### JOB
Rewrite every line of the rows below as a Markdown table with two columns, Index for the line number and Line for the line itself, skipping blank lines. Leave the pictures out of your answer.

********************

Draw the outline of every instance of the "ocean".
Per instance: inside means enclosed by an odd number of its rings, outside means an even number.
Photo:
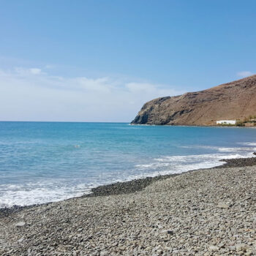
[[[127,123],[0,122],[0,208],[249,157],[256,129]]]

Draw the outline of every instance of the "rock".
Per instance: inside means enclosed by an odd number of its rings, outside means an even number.
[[[213,252],[217,252],[217,251],[219,251],[219,247],[218,246],[216,246],[214,245],[211,245],[209,246],[209,250],[210,251],[213,251]]]
[[[170,230],[162,230],[162,233],[167,234],[167,235],[173,235],[173,231]]]
[[[220,120],[243,120],[256,113],[255,87],[253,75],[200,91],[154,99],[144,104],[131,124],[217,125]]]
[[[219,203],[217,205],[217,207],[222,208],[227,208],[230,207],[230,205],[225,203]]]
[[[25,226],[25,222],[19,222],[15,224],[16,227],[23,227]]]

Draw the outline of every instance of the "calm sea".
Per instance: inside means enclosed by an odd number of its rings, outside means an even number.
[[[0,207],[61,200],[99,185],[252,157],[256,129],[0,122]]]

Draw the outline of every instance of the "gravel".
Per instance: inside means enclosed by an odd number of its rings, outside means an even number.
[[[255,159],[234,161],[10,211],[0,219],[0,255],[255,255]]]

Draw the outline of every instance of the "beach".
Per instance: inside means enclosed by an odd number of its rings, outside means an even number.
[[[101,187],[102,195],[10,211],[0,219],[0,254],[255,255],[254,165],[255,158],[228,160],[134,191],[119,183]]]

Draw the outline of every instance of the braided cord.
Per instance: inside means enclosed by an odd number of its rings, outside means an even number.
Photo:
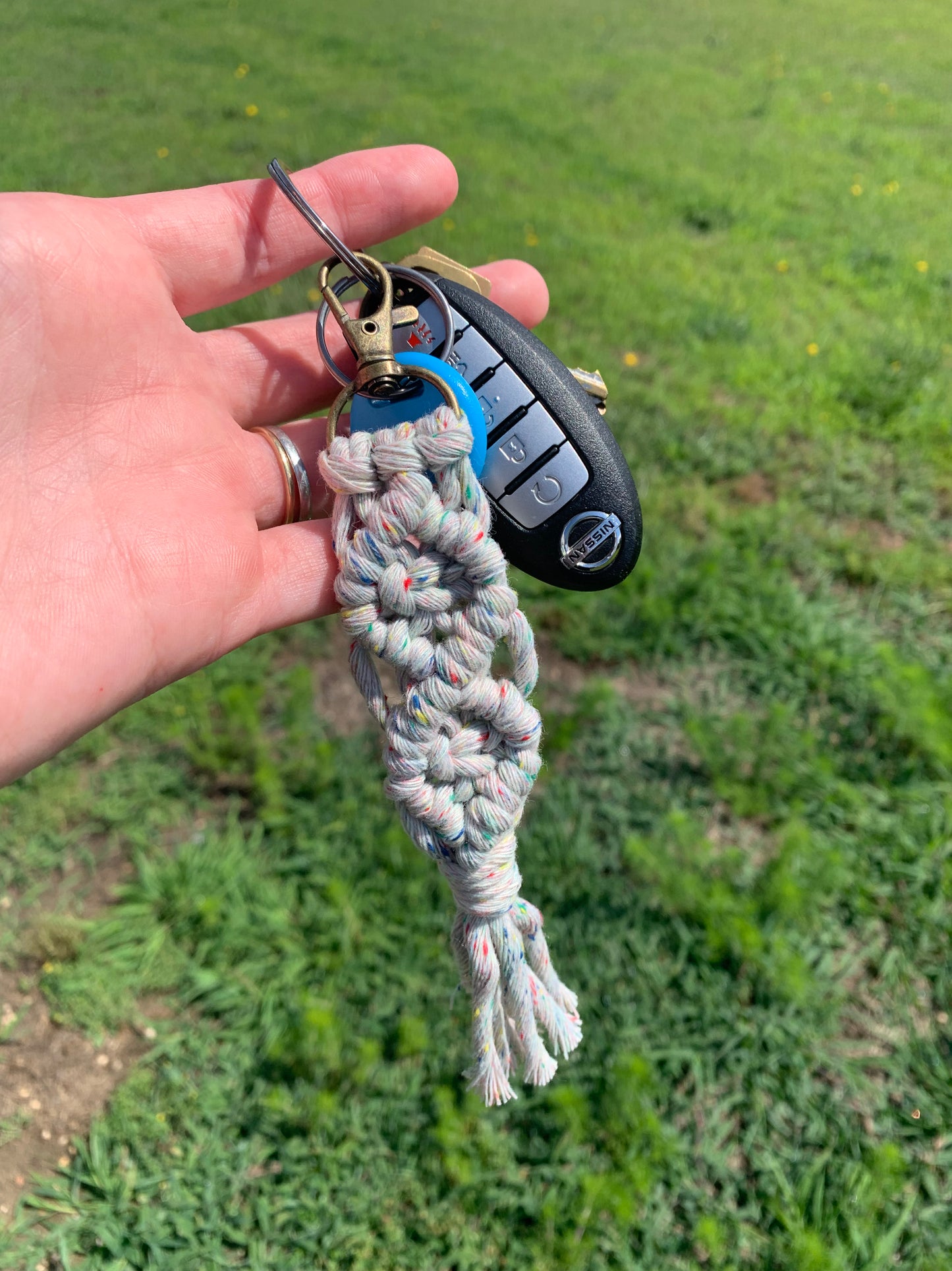
[[[386,792],[456,900],[452,946],[472,995],[473,1064],[487,1104],[514,1098],[517,1063],[543,1085],[581,1041],[575,994],[552,967],[542,915],[519,895],[515,827],[538,775],[542,723],[527,700],[536,646],[490,507],[472,435],[446,407],[416,423],[335,437],[321,473],[336,494],[335,583],[350,670],[386,733]],[[512,679],[493,653],[509,648]],[[373,658],[397,674],[390,703]]]

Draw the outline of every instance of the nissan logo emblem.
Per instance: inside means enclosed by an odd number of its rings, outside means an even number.
[[[622,522],[614,512],[579,512],[565,522],[559,549],[566,569],[604,569],[621,545]]]

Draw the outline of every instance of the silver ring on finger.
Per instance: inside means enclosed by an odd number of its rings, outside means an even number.
[[[284,480],[284,516],[282,525],[311,520],[311,480],[307,469],[291,437],[277,423],[249,428],[260,433],[274,451]]]

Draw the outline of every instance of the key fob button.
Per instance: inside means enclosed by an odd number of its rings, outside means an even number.
[[[472,383],[468,374],[466,379]],[[496,367],[489,380],[473,385],[473,388],[480,399],[482,413],[486,416],[486,432],[490,433],[508,419],[513,411],[518,411],[520,405],[529,405],[536,395],[505,362]]]
[[[522,486],[499,500],[499,506],[527,530],[547,521],[589,480],[589,472],[576,450],[566,442],[547,464]]]
[[[459,319],[459,323],[462,325],[463,319]],[[439,332],[443,330],[443,320],[439,316],[437,316],[437,328]],[[462,336],[454,342],[453,352],[449,355],[451,365],[470,384],[475,379],[479,379],[480,375],[484,375],[490,367],[498,366],[501,361],[503,355],[487,339],[484,339],[475,327],[466,328]]]
[[[506,486],[519,479],[520,473],[552,446],[561,446],[564,441],[565,433],[552,416],[541,402],[534,402],[526,414],[489,447],[480,477],[482,488],[494,498],[499,498]]]
[[[443,343],[443,315],[437,301],[428,296],[416,311],[420,316],[413,325],[393,328],[395,353],[435,353]]]

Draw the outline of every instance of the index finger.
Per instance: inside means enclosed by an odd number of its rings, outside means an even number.
[[[456,198],[456,169],[430,146],[338,155],[294,174],[348,247],[423,225]],[[169,280],[185,316],[240,300],[329,255],[270,178],[109,200]]]

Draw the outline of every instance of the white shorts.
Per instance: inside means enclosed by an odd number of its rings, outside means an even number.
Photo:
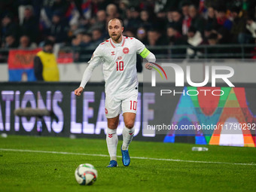
[[[114,118],[120,113],[137,112],[138,90],[123,96],[106,95],[105,114],[107,118]]]

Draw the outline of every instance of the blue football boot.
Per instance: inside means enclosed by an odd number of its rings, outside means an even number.
[[[109,165],[107,166],[107,167],[117,167],[117,162],[116,160],[111,160],[109,163]]]
[[[122,152],[122,161],[123,164],[126,166],[130,165],[130,155],[127,150],[122,150],[122,146],[121,146],[121,152]]]

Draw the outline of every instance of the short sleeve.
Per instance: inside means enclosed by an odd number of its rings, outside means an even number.
[[[144,44],[142,44],[140,41],[139,41],[138,39],[136,39],[136,52],[138,54],[139,54],[140,53],[142,53],[143,51],[143,50],[145,48]]]
[[[90,61],[88,62],[90,66],[97,66],[99,64],[102,62],[102,49],[101,44],[99,44],[97,48],[94,50],[92,57],[90,58]]]

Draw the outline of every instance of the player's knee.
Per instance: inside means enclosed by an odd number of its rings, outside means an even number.
[[[125,123],[125,126],[128,129],[132,129],[134,126],[134,122],[133,120]]]
[[[118,126],[118,123],[117,123],[115,122],[110,122],[110,123],[108,123],[108,127],[109,129],[111,129],[111,130],[117,129],[117,126]]]

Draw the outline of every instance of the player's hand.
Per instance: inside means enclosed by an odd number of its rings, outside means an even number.
[[[151,62],[147,62],[146,64],[145,64],[145,67],[148,69],[148,70],[151,70],[153,64]]]
[[[83,92],[84,88],[82,87],[79,87],[78,89],[75,90],[75,95],[81,96],[81,93]]]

********************

### OUTPUT OF THE EXERCISE
| Index | Line |
|---|---|
| 1 | Draw the outline of every instance of the "ocean". |
| 2 | Per instance: inside means enclosed by an odd number of its rings, outside means an even number. |
| 3 | Photo: |
| 4 | [[[127,123],[0,122],[0,208],[249,157],[256,129]]] |
| 5 | Draw the outline of every instance of the "rock". |
| 6 | Per instance: inside means enclosed by an odd number of its rings, outside means an even number. |
| 7 | [[[213,252],[217,252],[217,251],[219,251],[219,247],[218,246],[216,246],[214,245],[211,245],[209,246],[209,250],[210,251],[213,251]]] |
| 8 | [[[170,230],[162,230],[162,233],[167,234],[167,235],[173,235],[173,231]]] |
| 9 | [[[220,120],[243,120],[256,113],[255,87],[253,75],[200,91],[154,99],[144,104],[131,124],[217,125]]] |
| 10 | [[[219,203],[217,205],[217,207],[222,208],[227,208],[230,207],[230,205],[225,203]]] |
| 11 | [[[25,226],[25,222],[19,222],[15,224],[16,227],[23,227]]] |
| 12 | Draw the outline of every instance of the "calm sea". |
| 13 | Per instance: inside means enclosed by an odd number of its rings, outside means an even number. |
| 14 | [[[0,207],[61,200],[99,185],[252,157],[256,129],[0,122]]] |
| 15 | Draw the outline of every instance of the "gravel". |
| 16 | Per instance: inside means enclosed by an odd number of its rings, outside means an even number. |
| 17 | [[[255,159],[234,161],[10,211],[0,219],[0,255],[255,255]]] |
| 18 | Draw the outline of every instance of the "beach". |
| 19 | Per instance: inside means enclosed by an odd number of its rings, outside means an even number. |
| 20 | [[[101,187],[102,195],[10,211],[0,219],[0,254],[255,255],[254,165],[255,158],[228,160],[134,191],[119,183]]] |
| 21 | Draw the outline of every instance of the braided cord. |
| 22 | Per instance: inside means enclosed by an odd number of its rings, outside means an even number. |
| 23 | Photo: |
| 24 | [[[386,792],[456,900],[452,946],[472,995],[473,1064],[487,1104],[514,1098],[517,1063],[543,1085],[581,1041],[575,994],[552,967],[542,915],[519,895],[515,827],[538,775],[542,723],[527,700],[536,646],[490,507],[472,435],[446,407],[416,423],[335,437],[321,473],[336,494],[335,583],[350,670],[386,733]],[[512,679],[493,653],[509,648]],[[373,658],[397,674],[390,703]]] |
| 25 | Draw the outline of every instance of the nissan logo emblem. |
| 26 | Per instance: inside means enclosed by an odd number of its rings, outside means an even number. |
| 27 | [[[622,522],[614,512],[579,512],[565,522],[559,549],[566,569],[604,569],[621,545]]] |
| 28 | Draw the outline of every instance of the silver ring on finger. |
| 29 | Per instance: inside means enclosed by an odd number of its rings, outside means an even number. |
| 30 | [[[284,480],[284,516],[282,525],[311,520],[311,480],[307,469],[291,437],[277,423],[249,428],[260,433],[274,451]]] |
| 31 | Draw the outline of every instance of the key fob button. |
| 32 | Per instance: inside means enclosed by an odd number of its rings, outside means an even number. |
| 33 | [[[472,383],[468,374],[466,379]],[[496,367],[489,380],[473,385],[473,388],[480,399],[482,413],[486,416],[486,432],[490,433],[508,419],[513,411],[518,411],[520,405],[529,405],[536,395],[505,362]]] |
| 34 | [[[522,486],[499,500],[499,506],[527,530],[547,521],[589,480],[589,472],[576,450],[566,442],[547,464]]] |
| 35 | [[[459,319],[459,323],[462,325],[463,319]],[[439,332],[443,330],[443,320],[439,316],[437,316],[437,328]],[[462,336],[454,342],[453,352],[449,355],[451,365],[470,384],[475,379],[479,379],[480,375],[484,375],[490,367],[498,366],[501,361],[503,355],[487,339],[484,339],[475,327],[466,328]]] |
| 36 | [[[506,486],[519,479],[520,473],[552,446],[561,446],[564,441],[565,433],[552,416],[541,402],[534,402],[526,414],[489,447],[480,477],[482,488],[494,498],[499,498]]] |
| 37 | [[[443,343],[443,315],[437,301],[428,296],[416,311],[420,316],[413,325],[393,328],[395,353],[435,353]]] |
| 38 | Draw the outline of every instance of the index finger. |
| 39 | Per instance: inside means enclosed by an odd number of its rings, outside means an even number. |
| 40 | [[[456,198],[456,169],[430,146],[338,155],[294,174],[348,247],[423,225]],[[169,280],[185,316],[240,300],[329,255],[270,178],[109,200]]] |
| 41 | Draw the outline of every instance of the white shorts. |
| 42 | Per instance: inside means enclosed by an odd number of its rings, outside means an even number. |
| 43 | Photo: |
| 44 | [[[114,118],[120,113],[137,112],[138,90],[123,96],[106,95],[105,114],[107,118]]] |
| 45 | Draw the outline of every instance of the blue football boot. |
| 46 | Per instance: inside means enclosed by an odd number of its rings, outside means an even number. |
| 47 | [[[109,165],[107,166],[107,167],[117,167],[117,162],[116,160],[111,160],[109,163]]] |
| 48 | [[[122,152],[122,161],[123,164],[126,166],[130,165],[130,155],[127,150],[122,150],[122,146],[121,146],[121,152]]] |
| 49 | Draw the outline of every instance of the short sleeve. |
| 50 | Per instance: inside means enclosed by an odd number of its rings, outside means an even number. |
| 51 | [[[144,44],[142,44],[140,41],[139,41],[138,39],[136,39],[136,52],[138,54],[139,54],[140,53],[142,53],[143,51],[143,50],[145,48]]] |
| 52 | [[[90,61],[88,62],[90,66],[97,66],[99,64],[102,62],[102,49],[101,44],[99,44],[97,48],[94,50],[92,57],[90,58]]] |
| 53 | Draw the outline of every instance of the player's knee. |
| 54 | Per instance: inside means enclosed by an odd number of its rings, outside means an even number. |
| 55 | [[[125,123],[125,126],[128,129],[132,129],[134,126],[134,122],[133,120]]] |
| 56 | [[[118,126],[118,123],[117,123],[115,122],[110,122],[110,123],[108,123],[108,127],[109,129],[111,129],[111,130],[117,129],[117,126]]] |
| 57 | Draw the outline of every instance of the player's hand. |
| 58 | Per instance: inside means enclosed by an odd number of its rings, outside means an even number. |
| 59 | [[[151,62],[147,62],[146,64],[145,64],[145,67],[148,69],[148,70],[151,70],[153,64]]] |
| 60 | [[[83,92],[84,88],[82,87],[79,87],[78,89],[75,90],[75,95],[81,96],[81,93]]] |